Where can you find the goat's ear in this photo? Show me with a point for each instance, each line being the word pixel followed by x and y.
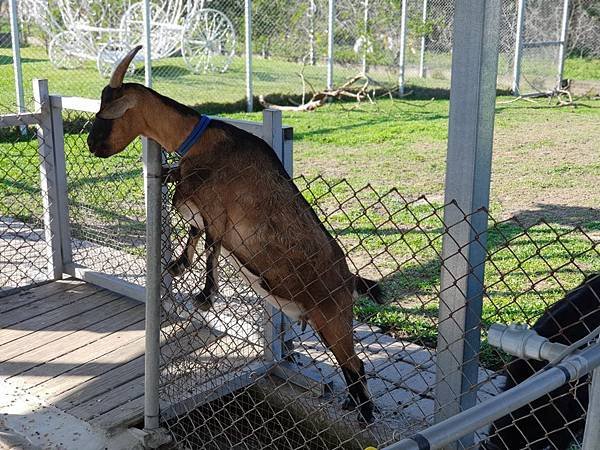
pixel 116 108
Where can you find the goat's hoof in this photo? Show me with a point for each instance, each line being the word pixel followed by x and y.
pixel 203 302
pixel 176 268
pixel 349 404
pixel 365 414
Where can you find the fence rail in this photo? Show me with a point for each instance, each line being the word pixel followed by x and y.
pixel 240 373
pixel 285 49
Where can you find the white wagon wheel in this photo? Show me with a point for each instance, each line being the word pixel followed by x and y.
pixel 65 49
pixel 208 41
pixel 109 56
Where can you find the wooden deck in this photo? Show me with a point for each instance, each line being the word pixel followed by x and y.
pixel 79 348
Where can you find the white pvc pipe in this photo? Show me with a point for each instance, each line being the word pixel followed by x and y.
pixel 16 50
pixel 401 62
pixel 591 436
pixel 330 20
pixel 518 47
pixel 152 170
pixel 248 30
pixel 147 43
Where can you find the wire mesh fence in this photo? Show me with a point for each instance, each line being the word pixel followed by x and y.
pixel 24 257
pixel 76 45
pixel 225 389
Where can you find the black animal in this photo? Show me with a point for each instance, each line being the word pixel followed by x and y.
pixel 552 421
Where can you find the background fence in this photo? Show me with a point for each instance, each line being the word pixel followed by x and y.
pixel 289 45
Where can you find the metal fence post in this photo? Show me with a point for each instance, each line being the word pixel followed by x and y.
pixel 147 18
pixel 591 436
pixel 422 53
pixel 153 190
pixel 401 62
pixel 275 322
pixel 58 142
pixel 330 31
pixel 563 42
pixel 518 46
pixel 248 31
pixel 16 50
pixel 48 183
pixel 470 140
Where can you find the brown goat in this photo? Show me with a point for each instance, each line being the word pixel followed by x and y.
pixel 235 190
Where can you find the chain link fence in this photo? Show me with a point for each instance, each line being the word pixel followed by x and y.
pixel 75 45
pixel 24 256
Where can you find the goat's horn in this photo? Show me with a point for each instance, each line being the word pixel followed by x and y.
pixel 116 80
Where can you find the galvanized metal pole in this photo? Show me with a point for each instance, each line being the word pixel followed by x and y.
pixel 468 171
pixel 401 62
pixel 422 54
pixel 591 435
pixel 152 169
pixel 147 18
pixel 519 46
pixel 248 29
pixel 366 42
pixel 563 43
pixel 16 50
pixel 330 22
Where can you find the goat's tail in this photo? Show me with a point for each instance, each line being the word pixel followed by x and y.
pixel 364 286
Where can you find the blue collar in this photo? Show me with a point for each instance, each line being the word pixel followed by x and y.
pixel 193 137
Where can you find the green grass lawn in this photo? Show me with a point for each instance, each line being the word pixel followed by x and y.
pixel 545 167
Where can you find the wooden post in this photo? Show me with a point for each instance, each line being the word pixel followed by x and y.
pixel 48 183
pixel 276 323
pixel 470 140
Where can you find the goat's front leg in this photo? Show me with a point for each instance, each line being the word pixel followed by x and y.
pixel 184 262
pixel 204 300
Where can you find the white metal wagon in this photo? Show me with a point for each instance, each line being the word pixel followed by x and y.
pixel 81 30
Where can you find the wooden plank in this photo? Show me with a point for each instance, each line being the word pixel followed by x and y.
pixel 16 120
pixel 88 393
pixel 124 315
pixel 63 364
pixel 122 416
pixel 117 373
pixel 26 296
pixel 53 301
pixel 36 327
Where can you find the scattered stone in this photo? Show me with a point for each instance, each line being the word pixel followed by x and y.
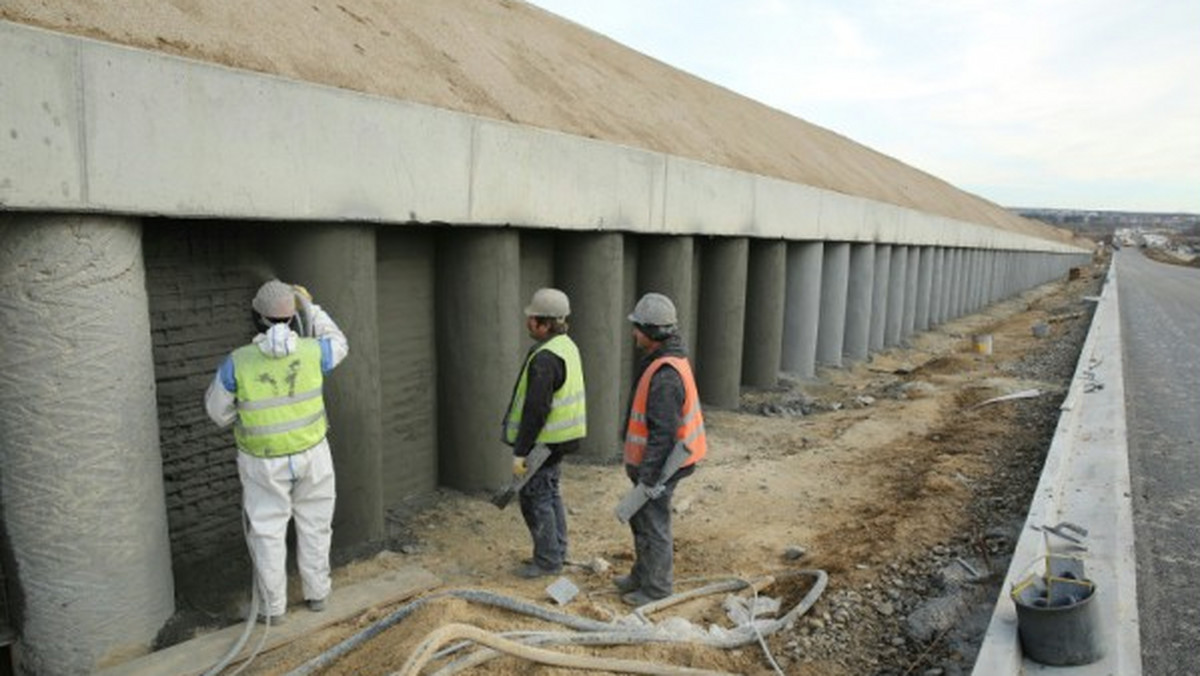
pixel 795 552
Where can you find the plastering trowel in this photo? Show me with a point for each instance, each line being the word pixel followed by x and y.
pixel 534 461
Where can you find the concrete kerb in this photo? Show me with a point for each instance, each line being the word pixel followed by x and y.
pixel 1085 482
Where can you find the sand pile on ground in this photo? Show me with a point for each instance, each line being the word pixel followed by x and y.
pixel 513 61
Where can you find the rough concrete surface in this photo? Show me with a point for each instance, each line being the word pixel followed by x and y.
pixel 893 476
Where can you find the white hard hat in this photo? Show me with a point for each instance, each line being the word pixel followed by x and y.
pixel 654 310
pixel 549 303
pixel 275 300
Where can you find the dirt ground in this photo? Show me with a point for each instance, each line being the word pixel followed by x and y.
pixel 883 473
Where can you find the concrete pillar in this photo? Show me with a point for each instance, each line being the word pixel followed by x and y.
pixel 766 291
pixel 834 286
pixel 803 311
pixel 591 269
pixel 880 295
pixel 898 276
pixel 955 306
pixel 723 305
pixel 910 291
pixel 924 288
pixel 337 263
pixel 81 473
pixel 480 324
pixel 665 265
pixel 858 301
pixel 936 255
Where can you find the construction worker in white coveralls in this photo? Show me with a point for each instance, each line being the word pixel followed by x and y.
pixel 271 392
pixel 547 407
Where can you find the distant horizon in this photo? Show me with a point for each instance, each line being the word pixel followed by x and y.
pixel 1089 102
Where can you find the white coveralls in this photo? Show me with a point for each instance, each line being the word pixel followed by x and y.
pixel 279 489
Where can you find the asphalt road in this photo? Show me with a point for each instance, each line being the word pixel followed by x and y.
pixel 1161 335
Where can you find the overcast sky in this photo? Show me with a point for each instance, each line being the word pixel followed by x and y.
pixel 1068 103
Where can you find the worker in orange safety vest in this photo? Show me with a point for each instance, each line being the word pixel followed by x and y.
pixel 664 413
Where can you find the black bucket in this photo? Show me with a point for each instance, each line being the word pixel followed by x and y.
pixel 1056 618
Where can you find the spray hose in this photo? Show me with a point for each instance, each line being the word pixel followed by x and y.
pixel 588 632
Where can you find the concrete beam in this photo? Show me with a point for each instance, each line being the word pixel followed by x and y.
pixel 723 305
pixel 591 269
pixel 803 311
pixel 82 488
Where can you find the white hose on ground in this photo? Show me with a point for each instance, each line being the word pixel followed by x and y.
pixel 251 616
pixel 455 632
pixel 732 639
pixel 589 630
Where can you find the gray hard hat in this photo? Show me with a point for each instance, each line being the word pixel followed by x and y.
pixel 275 300
pixel 654 310
pixel 549 303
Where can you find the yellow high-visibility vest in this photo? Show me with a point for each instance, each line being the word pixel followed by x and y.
pixel 280 405
pixel 568 417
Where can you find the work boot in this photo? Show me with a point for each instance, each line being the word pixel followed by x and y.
pixel 625 584
pixel 637 598
pixel 532 570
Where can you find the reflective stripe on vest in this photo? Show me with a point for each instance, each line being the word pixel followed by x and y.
pixel 280 405
pixel 568 418
pixel 691 419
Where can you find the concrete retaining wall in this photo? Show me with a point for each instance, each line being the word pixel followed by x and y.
pixel 424 233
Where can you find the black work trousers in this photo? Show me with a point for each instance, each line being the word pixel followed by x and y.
pixel 654 545
pixel 541 506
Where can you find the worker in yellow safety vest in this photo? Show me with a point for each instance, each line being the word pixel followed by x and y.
pixel 270 390
pixel 664 413
pixel 547 407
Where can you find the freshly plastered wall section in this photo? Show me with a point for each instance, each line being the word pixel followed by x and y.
pixel 201 277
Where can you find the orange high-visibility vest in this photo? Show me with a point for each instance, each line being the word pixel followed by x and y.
pixel 691 420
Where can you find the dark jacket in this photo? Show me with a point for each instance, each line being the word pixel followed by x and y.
pixel 664 410
pixel 547 372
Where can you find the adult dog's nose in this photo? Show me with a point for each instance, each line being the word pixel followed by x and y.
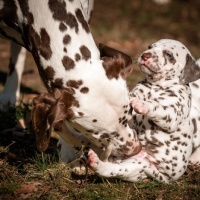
pixel 146 56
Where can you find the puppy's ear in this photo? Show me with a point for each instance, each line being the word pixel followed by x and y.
pixel 191 72
pixel 49 112
pixel 116 63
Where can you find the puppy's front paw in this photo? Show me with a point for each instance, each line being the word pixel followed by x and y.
pixel 93 159
pixel 139 106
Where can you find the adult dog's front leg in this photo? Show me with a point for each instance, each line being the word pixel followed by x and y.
pixel 11 90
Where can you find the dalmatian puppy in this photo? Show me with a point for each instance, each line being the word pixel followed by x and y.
pixel 164 116
pixel 82 87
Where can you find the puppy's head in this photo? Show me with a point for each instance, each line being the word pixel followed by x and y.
pixel 168 61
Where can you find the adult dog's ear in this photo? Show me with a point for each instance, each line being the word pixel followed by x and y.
pixel 49 112
pixel 116 63
pixel 191 72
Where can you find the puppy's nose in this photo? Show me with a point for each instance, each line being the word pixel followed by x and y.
pixel 146 56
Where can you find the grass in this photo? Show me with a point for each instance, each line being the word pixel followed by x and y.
pixel 28 174
pixel 130 27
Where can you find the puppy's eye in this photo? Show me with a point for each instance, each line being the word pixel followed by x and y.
pixel 169 54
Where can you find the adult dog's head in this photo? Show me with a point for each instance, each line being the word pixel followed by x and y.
pixel 168 61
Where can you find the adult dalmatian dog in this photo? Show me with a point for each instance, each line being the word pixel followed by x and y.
pixel 82 87
pixel 165 114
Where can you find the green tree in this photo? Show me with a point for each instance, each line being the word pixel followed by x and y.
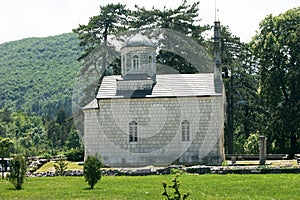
pixel 92 170
pixel 112 19
pixel 184 19
pixel 5 148
pixel 276 46
pixel 241 87
pixel 18 170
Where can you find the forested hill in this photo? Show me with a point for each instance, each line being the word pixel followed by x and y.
pixel 36 74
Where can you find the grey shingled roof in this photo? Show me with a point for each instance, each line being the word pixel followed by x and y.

PROBLEM TO SOLVE:
Can you copy out, word for word, the stretch of lines from the one containing "Where can you find the concrete kerb" through the one containing "pixel 936 255", including both?

SOLUTION TO THIS PROBLEM:
Where can you find the concrete kerb in this photo? Show me with a point for each instance, each line being the word pixel followed by x and y.
pixel 1085 482
Where can you find the sand pile on ground in this photo? Show me with a point for each instance, each line being the word pixel followed by x and y.
pixel 513 61
Where can you find the rough concrete surface in this photo? Show me with a point for each instance, each line being the word pixel followed by x and y.
pixel 893 476
Where can you find the white hard hat in this photo? Show me with a point for each instance, each line being the word pixel followed by x and y.
pixel 654 310
pixel 549 303
pixel 275 300
Where can you find the dirt ground in this photo? Show me with a point for each instance, each line being the word pixel followed by x and y.
pixel 883 473
Where can you find the concrete pillar in this photo? Show me with a point for each instance, each line being the word pixel followed by x and y.
pixel 766 291
pixel 834 286
pixel 803 311
pixel 591 269
pixel 880 295
pixel 898 276
pixel 955 306
pixel 723 305
pixel 910 291
pixel 924 288
pixel 337 263
pixel 81 473
pixel 480 324
pixel 665 265
pixel 858 301
pixel 936 255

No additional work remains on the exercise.